Stored records:
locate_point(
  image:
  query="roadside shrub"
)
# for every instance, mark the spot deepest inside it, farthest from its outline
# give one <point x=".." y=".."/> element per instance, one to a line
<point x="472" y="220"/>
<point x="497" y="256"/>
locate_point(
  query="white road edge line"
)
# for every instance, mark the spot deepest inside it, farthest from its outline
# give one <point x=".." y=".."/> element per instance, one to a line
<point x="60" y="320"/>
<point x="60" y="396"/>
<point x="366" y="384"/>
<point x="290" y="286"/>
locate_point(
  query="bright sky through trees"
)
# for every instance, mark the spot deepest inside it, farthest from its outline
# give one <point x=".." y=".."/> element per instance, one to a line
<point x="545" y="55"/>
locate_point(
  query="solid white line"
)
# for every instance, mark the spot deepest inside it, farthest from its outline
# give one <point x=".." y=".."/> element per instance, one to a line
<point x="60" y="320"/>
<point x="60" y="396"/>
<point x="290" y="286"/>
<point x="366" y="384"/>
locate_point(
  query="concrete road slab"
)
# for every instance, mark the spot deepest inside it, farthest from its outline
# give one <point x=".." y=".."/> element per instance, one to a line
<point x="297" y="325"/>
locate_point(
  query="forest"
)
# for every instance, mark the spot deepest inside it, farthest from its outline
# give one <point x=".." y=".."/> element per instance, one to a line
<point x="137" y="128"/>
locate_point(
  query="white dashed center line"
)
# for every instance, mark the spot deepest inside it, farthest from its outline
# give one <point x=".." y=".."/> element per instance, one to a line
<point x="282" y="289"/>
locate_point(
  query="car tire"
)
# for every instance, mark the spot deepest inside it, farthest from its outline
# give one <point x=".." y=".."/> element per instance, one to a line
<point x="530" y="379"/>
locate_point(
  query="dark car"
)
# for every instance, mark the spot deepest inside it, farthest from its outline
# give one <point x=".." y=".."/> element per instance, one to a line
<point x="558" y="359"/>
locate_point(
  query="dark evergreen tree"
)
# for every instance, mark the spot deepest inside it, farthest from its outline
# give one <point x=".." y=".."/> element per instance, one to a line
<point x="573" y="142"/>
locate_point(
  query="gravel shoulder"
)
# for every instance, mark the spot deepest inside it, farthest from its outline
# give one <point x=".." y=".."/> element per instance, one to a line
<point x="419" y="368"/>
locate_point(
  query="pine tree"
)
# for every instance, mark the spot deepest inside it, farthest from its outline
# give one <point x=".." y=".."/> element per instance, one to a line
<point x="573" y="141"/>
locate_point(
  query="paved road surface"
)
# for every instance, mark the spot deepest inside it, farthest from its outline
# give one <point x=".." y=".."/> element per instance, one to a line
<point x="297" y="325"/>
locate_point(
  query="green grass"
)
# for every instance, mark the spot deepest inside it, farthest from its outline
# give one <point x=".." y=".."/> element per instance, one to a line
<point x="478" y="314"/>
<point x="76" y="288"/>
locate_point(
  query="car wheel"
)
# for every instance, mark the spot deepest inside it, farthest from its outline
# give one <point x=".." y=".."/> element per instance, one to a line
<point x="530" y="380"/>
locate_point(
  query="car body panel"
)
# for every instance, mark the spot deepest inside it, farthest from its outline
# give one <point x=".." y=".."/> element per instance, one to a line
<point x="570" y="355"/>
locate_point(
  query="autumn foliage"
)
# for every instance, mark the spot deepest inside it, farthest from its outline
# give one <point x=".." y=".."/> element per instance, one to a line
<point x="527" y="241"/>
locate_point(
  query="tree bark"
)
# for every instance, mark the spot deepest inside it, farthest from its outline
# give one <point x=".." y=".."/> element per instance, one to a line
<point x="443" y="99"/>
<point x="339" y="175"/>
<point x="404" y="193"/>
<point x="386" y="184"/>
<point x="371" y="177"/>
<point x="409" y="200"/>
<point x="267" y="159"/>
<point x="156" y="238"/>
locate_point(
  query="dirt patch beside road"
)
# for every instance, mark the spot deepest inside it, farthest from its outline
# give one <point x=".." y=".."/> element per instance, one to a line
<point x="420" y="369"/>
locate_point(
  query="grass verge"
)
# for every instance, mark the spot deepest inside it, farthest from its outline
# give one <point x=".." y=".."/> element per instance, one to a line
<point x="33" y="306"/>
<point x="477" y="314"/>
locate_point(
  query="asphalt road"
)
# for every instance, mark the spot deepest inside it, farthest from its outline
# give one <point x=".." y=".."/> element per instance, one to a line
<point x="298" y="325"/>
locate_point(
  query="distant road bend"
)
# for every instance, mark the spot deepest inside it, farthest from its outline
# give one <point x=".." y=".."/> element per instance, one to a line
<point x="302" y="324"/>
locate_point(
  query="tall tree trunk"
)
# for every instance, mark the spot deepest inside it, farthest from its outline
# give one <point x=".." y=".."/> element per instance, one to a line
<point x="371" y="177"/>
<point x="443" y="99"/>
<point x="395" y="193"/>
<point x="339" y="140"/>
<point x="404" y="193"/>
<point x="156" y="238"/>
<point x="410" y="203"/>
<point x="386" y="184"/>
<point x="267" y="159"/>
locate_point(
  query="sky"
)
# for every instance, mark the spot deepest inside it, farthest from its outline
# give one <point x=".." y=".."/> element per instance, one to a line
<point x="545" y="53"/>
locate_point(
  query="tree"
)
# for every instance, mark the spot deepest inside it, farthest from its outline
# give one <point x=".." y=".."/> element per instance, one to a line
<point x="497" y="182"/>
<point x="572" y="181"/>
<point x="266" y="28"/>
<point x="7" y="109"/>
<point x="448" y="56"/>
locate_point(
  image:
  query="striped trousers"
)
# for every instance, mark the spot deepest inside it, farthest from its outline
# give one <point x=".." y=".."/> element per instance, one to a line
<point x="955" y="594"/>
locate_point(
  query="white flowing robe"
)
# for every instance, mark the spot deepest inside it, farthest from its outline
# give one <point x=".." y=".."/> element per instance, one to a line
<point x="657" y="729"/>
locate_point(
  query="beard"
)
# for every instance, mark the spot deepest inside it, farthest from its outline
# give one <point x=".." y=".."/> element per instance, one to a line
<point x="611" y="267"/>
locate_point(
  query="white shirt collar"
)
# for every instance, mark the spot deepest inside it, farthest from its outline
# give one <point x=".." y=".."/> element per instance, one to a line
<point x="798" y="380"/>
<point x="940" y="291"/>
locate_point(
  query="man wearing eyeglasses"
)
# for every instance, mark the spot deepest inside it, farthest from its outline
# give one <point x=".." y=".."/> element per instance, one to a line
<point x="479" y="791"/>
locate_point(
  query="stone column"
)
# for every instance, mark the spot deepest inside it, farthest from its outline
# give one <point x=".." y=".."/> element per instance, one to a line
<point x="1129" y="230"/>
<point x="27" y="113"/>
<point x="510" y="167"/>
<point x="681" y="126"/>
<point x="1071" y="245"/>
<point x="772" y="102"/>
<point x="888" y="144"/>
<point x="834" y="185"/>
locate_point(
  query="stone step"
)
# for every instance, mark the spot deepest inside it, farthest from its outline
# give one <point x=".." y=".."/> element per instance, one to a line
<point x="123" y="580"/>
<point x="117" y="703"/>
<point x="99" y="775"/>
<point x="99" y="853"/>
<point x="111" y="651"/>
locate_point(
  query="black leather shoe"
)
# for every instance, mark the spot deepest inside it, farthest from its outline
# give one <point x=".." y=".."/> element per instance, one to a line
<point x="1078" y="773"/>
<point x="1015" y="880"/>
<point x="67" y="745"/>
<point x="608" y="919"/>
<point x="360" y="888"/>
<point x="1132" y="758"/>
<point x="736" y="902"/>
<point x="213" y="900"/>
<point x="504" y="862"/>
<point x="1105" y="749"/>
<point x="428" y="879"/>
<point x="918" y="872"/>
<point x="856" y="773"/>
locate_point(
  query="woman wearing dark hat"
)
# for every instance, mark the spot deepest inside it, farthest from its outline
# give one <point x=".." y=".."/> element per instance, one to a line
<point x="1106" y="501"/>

▶ **WHAT TO PRODUCE**: Across the records above, show each line containing the word "wearing".

▶ **EXERCISE SOLUTION**:
  query="man wearing eyeglasses"
  query="woman wearing dark hat"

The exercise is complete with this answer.